* **Excerpt to read**:
# # # # # # #
Je règle mon pas sur le pas de mon père
1999 Comedy / Drama   
 
Credits
  • Director: Rémi Waterhouse
  • Script: Eric Vicaut, Rémi Waterhouse
  • Photo: Patrick Blossier
  • Music: Marc Beacco
  • Cast: Jean Yanne (Bertrand), Guillaume Canet (Sauveur), Laurence Côte (Sandra), Yves Rénier (Richard), Philippe Laudenbach (L'escroc du golf), Jean-Claude Durand (M. Bardonet), Jean-Claude Cotillard (L'homme au catogan), François Rollin (Ancien Baron), Odile Roire (Nadja), Pierre Megemont (M. Villemot)
  • Country: France
  • Language: French
  • Runtime: 88 min
  • Aka: Walking in My Father's Footsteps
 
 
 
Summary
When his mother dies, Sauveur, a young trainee chef, finally discovers the identity of his absent father.  He tries to make contact with the man to whom he owes his existence, but the latter evidently has no interest in meeting the fruit of his youthful misadventures.  When they meet, Sauveur decides to keep his identity to himself, for a while.  His father turns out to be Bertrand, a solitary misanthrope who scrapes a living as a petty confidence trickster.  Although disillusioned by what he sees, Sauveur finds himself drawn into his father’s life and allows himself to be an accomplice in his next outrageous scam...

Review
Rémi Waterhouse had established himself as a successful screenwriter (winning a César for his script work on Patrice Leconte’s 1996 film Ridicule ) before directing this, his first film.  Je règle mon pas sur le pas de mon père marks a promising directorial debut for Waterhouse, the kind of sophisticated French comedy that is generally well-received both in France and in art house cinemas abroad.  Adopting the format of the road movie, an increasingly important genre in French cinema over the last decade, the film centres around the relationship of an unlikely father and son.  The film’s treatment of the subject is fresh and amusing, but not wholly satisfying - despite some noteworthy performances.
# # # # # # #
* **Work order 1**: In the film review, which actor plays Sauveur?
* **Work order 2**: Using the film review, explain what shows that Rémi Waterhouse was already a successful screenwriter before he directed this film.
* **Work order 3**: Carry on with the review of Je règle mon pas sur le pas de mon père, beginning after its final sentence about the film's treatment of its subject.

* **Provided information**:
# # # # # # #
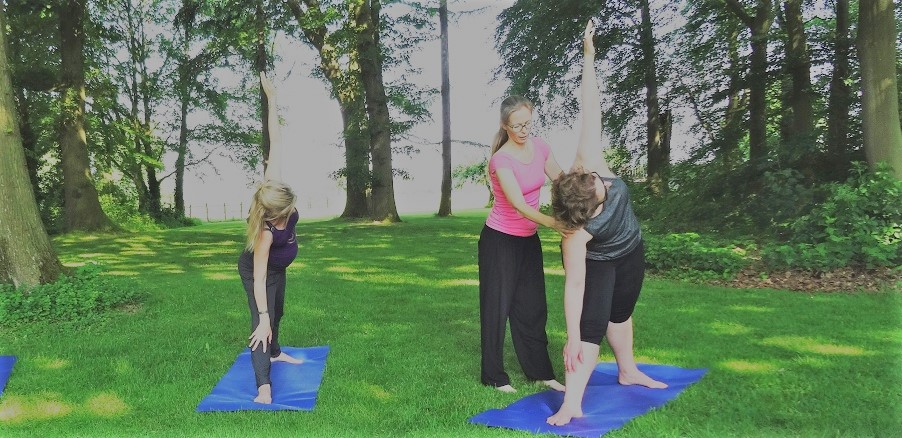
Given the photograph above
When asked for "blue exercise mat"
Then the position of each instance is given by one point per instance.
(607, 405)
(6, 368)
(294, 387)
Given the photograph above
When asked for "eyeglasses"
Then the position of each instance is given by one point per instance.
(521, 126)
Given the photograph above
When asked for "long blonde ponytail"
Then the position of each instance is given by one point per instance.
(272, 201)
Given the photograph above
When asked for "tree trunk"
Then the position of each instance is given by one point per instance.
(840, 98)
(879, 90)
(798, 65)
(379, 123)
(260, 66)
(736, 106)
(155, 194)
(81, 203)
(444, 208)
(357, 157)
(347, 89)
(182, 151)
(27, 257)
(658, 157)
(758, 26)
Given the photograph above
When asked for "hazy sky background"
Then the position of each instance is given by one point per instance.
(312, 128)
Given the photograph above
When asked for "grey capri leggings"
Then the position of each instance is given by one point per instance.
(612, 290)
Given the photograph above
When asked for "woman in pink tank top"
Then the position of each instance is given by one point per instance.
(511, 275)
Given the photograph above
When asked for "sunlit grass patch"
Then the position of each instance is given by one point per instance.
(17, 409)
(106, 405)
(810, 345)
(54, 363)
(398, 305)
(729, 328)
(753, 367)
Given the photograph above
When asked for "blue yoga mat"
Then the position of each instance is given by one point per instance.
(607, 405)
(294, 387)
(6, 368)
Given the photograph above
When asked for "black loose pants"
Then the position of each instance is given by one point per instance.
(512, 285)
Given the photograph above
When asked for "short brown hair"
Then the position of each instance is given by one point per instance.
(573, 198)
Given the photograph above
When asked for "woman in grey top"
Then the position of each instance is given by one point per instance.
(604, 259)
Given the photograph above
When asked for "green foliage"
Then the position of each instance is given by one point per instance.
(859, 224)
(475, 173)
(124, 212)
(690, 256)
(80, 297)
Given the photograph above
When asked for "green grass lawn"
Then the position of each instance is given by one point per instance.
(398, 306)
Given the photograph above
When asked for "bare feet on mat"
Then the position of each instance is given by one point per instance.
(264, 394)
(564, 415)
(639, 378)
(282, 357)
(506, 388)
(554, 384)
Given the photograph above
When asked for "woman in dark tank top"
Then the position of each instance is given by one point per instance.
(604, 260)
(270, 247)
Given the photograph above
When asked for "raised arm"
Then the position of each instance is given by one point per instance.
(274, 160)
(590, 151)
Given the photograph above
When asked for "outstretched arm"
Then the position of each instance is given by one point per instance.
(274, 160)
(590, 151)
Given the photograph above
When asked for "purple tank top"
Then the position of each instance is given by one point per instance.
(284, 246)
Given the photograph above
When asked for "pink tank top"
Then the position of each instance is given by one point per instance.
# # # # # # #
* **Expected output 1**: Guillaume Canet.

* **Expected output 2**: He had won a César for his script work on Patrice Leconte's 1996 film Ridicule.

* **Expected output 3**:
The film’s main protagonists are played by Jean Yanne (the father) and Guillaume Canet (the son).  This is inspired casting and the main reason the film works as well as it does is down to the contributions from these two talented actors - most specifically, their frictional on-screen rapport.  You are reminded of other great double acts (oddly, Starsky and Hutch) as the two characters gradually overcome their mutual ambivalence for one another and become friends and then partners in crime.  Yanne and Canet work well together, and are certainly helped by a well-honed script which includes some brilliant dead-pan humour.

The film becomes markedly less impressive as the narrative turns away from the relationship between the two main characters and instead focuses on a rather complex criminal exploit.  The ease with which Sauveur adopts a life of crime is as unconvincing as Bertrand’s willingness to go into partnership with him.  Whilst Laurence Côte and Yves Rénier are excellent in their supporting roles, their characters feel strangely superfluous, adding to the impression that Waterhouse has welded together the front half and back half of two very different films instead of making a single, coherent work.

Although the film is badly marred by its last fifteen minutes or so (which is so clearly the wrong ending to this film), Je règle mon pas sur le pas de mon père is nonetheless an engaging and enjoyable little film.